Moderator Marco Atzberger fragte anschliessend nach dem Ausblick auf die nächsten Monate und was die Experten in ihren Bereichen erwarten. Er erteilte das Wort zuerst Markus Otto.
Markus Otto sagte, dass er vor allem die Vermischung von Konzepten im stationären Handel erwarte. Er gab zu bedenken, dass die einzelnen Branchen sehr unterschiedlich reagieren werden. Aus seiner Sicht wird es zwei bis zweieinhalb Jahre dauern, bis der Handel einen neuen Normalzustand erreicht hat. Stefan Schieker von Invidis bestätigte das hohe Mass an Unsicherheit, das in den nächsten Jahren bei vielen Händlern herrschen wird. Flexible und anpassbare Konzepte werden ein zentraler Punkt und mutige Konzepte werden aus seiner Sicht belohnt werden. Sein Rat: Nicht das machen, was alle anderen jetzt machen, sondern mutig vorangehen und Technologien sinnvoll nutzen. Ralph Siegfriedgab zu bedenken, dass aktuell viele Konzepte entwickelt werden, oft jedoch die kostengünstigste Lösung gewinnt. Aus seiner Sicht ist die Nachhaltigkeit der Lösungen jedoch der wesentlichste Punkt. Viele der Lösungen werden von einer Kundenanalyse abhängen, die zeigt, wie der Kunde sich verhält, wie er sich im Laden und in der Innenstadt bewegt. Durchsagen zu Hygienemassnahmen können beispielsweise auch rein situativ ausgespielt werden, wenn sich zum Beispiel zu viele Personen in einem Bereich befinden oder Personen ohne Maske im Laden von Kameras erkannt werden. An der Analyse der Maskenpflicht wird aktuell gearbeitet, damit Personen ohne Maske von Kameras erkannt werden können. Die Künstliche Intelligenz muss hierfür mit Daten versorgt werden, um korrekte Ergebnisse zu liefern.
Zum Abschluss der Diskussion kam die Frage auf, in welche Techniken der selbstständige Lebensmittelhändler jetzt investieren sollte.

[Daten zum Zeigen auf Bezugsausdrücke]
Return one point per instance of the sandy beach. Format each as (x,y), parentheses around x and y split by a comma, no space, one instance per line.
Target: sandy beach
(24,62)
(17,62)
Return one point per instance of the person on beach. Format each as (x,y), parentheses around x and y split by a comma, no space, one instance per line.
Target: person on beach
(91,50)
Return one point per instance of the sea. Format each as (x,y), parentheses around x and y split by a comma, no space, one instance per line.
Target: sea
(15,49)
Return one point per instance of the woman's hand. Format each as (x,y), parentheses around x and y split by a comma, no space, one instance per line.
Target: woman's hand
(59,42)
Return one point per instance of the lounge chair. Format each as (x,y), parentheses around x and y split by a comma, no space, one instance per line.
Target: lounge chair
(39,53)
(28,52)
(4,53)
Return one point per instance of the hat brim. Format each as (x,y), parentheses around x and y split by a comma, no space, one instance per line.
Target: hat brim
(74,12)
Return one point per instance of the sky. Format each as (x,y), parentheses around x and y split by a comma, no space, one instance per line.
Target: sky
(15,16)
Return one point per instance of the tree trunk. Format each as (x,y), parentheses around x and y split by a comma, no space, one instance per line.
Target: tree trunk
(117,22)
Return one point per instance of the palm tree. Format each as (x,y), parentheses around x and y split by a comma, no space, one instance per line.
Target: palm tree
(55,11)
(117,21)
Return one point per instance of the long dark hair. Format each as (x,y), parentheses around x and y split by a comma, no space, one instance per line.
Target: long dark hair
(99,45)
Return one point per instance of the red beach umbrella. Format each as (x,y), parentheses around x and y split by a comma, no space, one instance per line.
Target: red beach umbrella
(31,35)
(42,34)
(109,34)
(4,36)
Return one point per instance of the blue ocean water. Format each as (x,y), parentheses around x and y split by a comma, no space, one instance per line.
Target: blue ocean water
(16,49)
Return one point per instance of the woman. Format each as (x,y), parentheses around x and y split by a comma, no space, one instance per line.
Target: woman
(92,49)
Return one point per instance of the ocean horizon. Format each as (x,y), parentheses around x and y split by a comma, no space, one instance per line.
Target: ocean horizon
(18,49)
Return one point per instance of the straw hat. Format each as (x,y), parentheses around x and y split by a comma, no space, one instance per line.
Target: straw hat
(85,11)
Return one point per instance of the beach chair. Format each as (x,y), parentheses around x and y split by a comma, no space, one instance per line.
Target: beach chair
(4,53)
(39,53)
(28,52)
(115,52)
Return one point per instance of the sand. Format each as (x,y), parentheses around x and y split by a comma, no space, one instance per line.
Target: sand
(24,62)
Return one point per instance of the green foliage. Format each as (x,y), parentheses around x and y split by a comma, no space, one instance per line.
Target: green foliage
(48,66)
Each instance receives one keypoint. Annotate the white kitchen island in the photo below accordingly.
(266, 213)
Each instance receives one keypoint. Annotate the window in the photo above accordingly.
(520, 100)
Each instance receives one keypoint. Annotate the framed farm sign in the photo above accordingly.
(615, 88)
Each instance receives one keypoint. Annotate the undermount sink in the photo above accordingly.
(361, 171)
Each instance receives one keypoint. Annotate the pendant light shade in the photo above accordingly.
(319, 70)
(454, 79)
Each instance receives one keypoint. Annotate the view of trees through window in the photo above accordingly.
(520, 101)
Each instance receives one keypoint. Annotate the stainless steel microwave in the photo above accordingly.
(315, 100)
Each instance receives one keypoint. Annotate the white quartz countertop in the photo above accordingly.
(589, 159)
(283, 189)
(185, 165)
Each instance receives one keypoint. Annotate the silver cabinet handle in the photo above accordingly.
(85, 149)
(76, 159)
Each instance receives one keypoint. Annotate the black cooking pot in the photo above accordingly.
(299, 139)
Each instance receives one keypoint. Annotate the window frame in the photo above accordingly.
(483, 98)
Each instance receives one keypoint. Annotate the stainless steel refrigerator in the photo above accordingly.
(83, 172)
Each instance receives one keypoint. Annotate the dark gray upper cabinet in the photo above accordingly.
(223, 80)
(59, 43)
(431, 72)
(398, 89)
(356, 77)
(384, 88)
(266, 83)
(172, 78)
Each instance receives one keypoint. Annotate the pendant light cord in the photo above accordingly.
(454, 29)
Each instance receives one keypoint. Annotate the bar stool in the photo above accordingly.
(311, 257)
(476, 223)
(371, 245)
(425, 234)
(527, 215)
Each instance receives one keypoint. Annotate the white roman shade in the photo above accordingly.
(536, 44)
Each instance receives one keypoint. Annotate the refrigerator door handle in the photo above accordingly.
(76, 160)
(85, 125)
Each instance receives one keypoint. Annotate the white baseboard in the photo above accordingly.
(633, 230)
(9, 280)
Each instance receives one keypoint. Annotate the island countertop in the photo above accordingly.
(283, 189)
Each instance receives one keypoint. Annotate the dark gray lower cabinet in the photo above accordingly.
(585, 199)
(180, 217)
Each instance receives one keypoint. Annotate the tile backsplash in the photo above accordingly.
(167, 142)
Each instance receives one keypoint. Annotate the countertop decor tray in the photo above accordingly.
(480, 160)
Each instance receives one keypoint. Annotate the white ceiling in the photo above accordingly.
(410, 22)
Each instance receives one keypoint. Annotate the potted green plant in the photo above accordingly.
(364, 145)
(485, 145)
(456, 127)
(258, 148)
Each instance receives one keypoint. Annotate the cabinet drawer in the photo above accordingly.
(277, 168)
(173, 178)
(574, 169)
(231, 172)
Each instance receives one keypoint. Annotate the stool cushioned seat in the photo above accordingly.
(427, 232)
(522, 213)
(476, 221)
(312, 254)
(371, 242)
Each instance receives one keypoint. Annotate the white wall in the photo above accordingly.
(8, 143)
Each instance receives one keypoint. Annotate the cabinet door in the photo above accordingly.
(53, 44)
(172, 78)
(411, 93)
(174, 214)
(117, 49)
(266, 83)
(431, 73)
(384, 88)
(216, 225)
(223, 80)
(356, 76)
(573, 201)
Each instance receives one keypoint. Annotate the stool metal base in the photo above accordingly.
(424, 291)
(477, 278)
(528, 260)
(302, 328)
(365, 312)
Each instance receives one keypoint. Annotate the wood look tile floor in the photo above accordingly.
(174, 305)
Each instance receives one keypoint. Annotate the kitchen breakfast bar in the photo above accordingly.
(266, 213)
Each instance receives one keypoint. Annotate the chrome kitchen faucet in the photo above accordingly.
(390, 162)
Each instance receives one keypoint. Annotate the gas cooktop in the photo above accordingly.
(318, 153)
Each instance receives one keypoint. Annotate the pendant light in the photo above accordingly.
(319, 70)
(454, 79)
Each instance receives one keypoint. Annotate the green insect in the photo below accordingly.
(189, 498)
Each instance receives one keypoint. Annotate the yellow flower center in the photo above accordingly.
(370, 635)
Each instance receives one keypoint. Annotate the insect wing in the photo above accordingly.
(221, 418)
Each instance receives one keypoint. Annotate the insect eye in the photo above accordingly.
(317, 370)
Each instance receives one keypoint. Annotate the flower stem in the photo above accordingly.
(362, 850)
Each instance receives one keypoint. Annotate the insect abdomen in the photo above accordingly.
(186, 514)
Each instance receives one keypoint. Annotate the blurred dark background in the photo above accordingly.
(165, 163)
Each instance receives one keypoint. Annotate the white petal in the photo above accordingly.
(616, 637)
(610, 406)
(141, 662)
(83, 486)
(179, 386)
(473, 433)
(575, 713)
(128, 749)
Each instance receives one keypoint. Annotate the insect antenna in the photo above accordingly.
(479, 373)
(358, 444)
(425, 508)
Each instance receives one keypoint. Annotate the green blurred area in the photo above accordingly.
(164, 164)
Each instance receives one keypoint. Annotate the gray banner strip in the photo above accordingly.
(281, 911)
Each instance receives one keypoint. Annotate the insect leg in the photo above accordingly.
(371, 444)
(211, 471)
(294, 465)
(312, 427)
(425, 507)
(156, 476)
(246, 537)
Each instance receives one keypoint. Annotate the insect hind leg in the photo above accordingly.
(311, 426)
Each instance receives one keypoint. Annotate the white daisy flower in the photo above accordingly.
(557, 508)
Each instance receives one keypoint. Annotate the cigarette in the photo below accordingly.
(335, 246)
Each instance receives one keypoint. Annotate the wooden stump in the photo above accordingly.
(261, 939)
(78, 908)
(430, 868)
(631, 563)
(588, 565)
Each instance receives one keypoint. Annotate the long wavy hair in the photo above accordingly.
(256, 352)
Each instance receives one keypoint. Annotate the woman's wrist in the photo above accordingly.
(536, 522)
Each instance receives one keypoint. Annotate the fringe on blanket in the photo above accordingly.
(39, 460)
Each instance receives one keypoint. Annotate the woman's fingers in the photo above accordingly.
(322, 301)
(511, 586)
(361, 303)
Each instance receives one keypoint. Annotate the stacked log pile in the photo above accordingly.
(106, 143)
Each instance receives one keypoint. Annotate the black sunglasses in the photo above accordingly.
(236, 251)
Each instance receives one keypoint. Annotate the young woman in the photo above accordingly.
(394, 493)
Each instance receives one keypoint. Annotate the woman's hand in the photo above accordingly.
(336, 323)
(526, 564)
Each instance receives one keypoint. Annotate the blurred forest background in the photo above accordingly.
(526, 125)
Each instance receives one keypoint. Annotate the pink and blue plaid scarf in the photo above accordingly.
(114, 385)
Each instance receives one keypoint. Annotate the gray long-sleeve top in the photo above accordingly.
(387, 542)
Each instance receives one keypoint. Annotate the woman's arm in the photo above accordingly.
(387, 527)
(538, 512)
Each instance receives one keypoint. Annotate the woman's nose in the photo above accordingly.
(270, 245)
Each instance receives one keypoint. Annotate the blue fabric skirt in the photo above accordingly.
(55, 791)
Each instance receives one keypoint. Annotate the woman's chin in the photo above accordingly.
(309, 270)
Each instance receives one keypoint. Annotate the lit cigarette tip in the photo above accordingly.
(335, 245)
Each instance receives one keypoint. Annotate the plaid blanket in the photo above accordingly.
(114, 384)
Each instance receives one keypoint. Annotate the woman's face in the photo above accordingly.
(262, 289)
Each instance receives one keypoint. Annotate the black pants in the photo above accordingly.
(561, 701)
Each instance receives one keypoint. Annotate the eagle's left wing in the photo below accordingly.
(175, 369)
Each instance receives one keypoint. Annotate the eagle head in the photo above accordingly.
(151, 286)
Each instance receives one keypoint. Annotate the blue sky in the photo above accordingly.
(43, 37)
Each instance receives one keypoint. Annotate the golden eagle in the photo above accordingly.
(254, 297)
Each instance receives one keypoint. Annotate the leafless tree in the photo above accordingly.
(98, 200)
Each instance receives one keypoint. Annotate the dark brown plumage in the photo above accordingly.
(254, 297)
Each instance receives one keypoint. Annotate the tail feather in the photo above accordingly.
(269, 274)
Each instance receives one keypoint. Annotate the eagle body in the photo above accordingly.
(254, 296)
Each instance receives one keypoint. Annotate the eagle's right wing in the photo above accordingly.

● **Anhand der Angaben**:
- 1) Aktualisiere den Seitenauszug, indem du an der Stelle mit „Moderator Marco Atzberger“ beginnst und nach „zuerst Markus Otto.“ aufhörst. Ersetze dabei „Moderator“ durch „Gesprächsleiter“.
- 2) Nenne alle Personen, die im Seitenauszug mit vollem Namen erwähnt werden.
- 3) Führe den Seitenauszug über den Ausblick für den stationären Handel im Anschluss an seinen letzten Satz weiter.
Die Datensätze stehen in keinem Zusammenhang mit dem Seitenauszug.

● **Liste der Antworten**:
- 1)
Gesprächsleiter Marco Atzberger fragte anschliessend nach dem Ausblick auf die nächsten Monate und was die Experten in ihren Bereichen erwarten. Er erteilte das Wort zuerst Markus Otto.

- 2) Marco Atzberger, Markus Otto, Stefan Schieker, Ralph Siegfried

- 3)
Die Experten waren sich einig, dass das Anregen von Impulskäufen aktuell eher ein Thema im Fashion-Bereich ist, wogegen im Lebensmittel-Einzehandel (LEH) besonders die Produktverfügbarkeit im Regal entscheidend ist. Den Füllstand der Produkte zu messen, und dem Kunden gegebenenfalls auch vor dem Besuch des Ladens mitzuteilen, ist eine Massnahme, in die investiert werden kann, um ein Basisbedürfnis des Kunden, d.h. die Verfügbarkeit der Produkte, zu befriedigen.
Zusätzlich ist auch die Begrenzung der Kundenanzahl angesichts der dynamischen Entwicklung der Infektionszahlen und der damit verbundenen Regelungen ein wichtiger Ansatzpunkt für Investitionen. Über Displays im Eingangsbereich kann die Besucherfrequenz adressiert werden. Ralph Siegfried merkte an, dass der Warteschlangenbereich im LEH aufgrund des erhöhten Infektionsrisikos ein Thema ist, das Lebensmittelhändler mit Technologien, beispielsweise Kameras und Audio-Lösungen, angehen können, um den Abstand zwischen Personen zu wahren und die Warteschlangen so kurz wie möglich zu halten. Auftrieb erhalten ebenfalls Konzepte, bei denen Konsumenten praktisch kontaktlos und rund um die Uhr einkaufen können – Läden ohne Mitarbeitende. Technologie macht dieses Format überhaupt erst möglich.